::: Records to process :::

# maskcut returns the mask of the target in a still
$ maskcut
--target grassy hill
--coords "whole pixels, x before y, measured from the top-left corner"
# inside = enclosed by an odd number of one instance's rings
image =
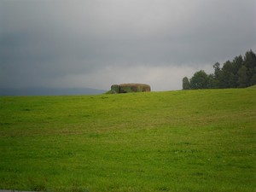
[[[256,90],[0,97],[0,189],[255,191]]]

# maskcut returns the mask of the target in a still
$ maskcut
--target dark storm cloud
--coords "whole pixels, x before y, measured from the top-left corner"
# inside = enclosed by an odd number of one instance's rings
[[[255,3],[0,0],[0,86],[177,84],[256,49]]]

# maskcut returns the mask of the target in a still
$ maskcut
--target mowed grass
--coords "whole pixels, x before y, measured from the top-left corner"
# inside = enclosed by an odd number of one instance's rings
[[[256,190],[256,90],[0,97],[0,189]]]

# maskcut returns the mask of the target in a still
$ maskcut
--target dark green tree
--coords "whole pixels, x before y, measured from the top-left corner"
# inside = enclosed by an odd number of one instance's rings
[[[241,66],[241,67],[238,70],[238,87],[243,88],[247,86],[248,83],[248,76],[247,76],[247,68],[245,66]]]
[[[183,79],[183,90],[190,90],[190,83],[187,77]]]
[[[256,55],[252,50],[246,53],[243,64],[247,68],[247,85],[251,86],[255,84],[254,75],[256,74]]]
[[[208,75],[203,70],[195,72],[190,79],[190,88],[192,90],[198,90],[207,89],[208,87]]]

:::

**Given problem**
Reproduce the entries above, from their first line up to and including the line that contains "[[[256,190],[256,90],[0,97],[0,189]]]". Leave the pictures out.

**Finished task**
# maskcut returns the mask of the target in a still
$ maskcut
--target grassy hill
--coords "whole pixels, x before y, measured from the top-left corner"
# inside = enclosed by an odd number of one instance's rings
image =
[[[256,90],[0,97],[0,189],[255,191]]]

# maskcut returns the mask of the target in a still
$ maskcut
--target dark storm cloud
--coords "whole pixels, x before y, measured from the top-left corner"
# inside = enclosed by an odd number of one instance's rings
[[[255,3],[0,0],[0,86],[177,84],[256,49]]]

# maskcut returns the mask of the target in a still
$ maskcut
--target mowed grass
--coords "whole pixels, x before y, measured from the top-left corner"
# inside = enclosed by an odd number of one instance's rings
[[[256,190],[256,90],[0,97],[0,189]]]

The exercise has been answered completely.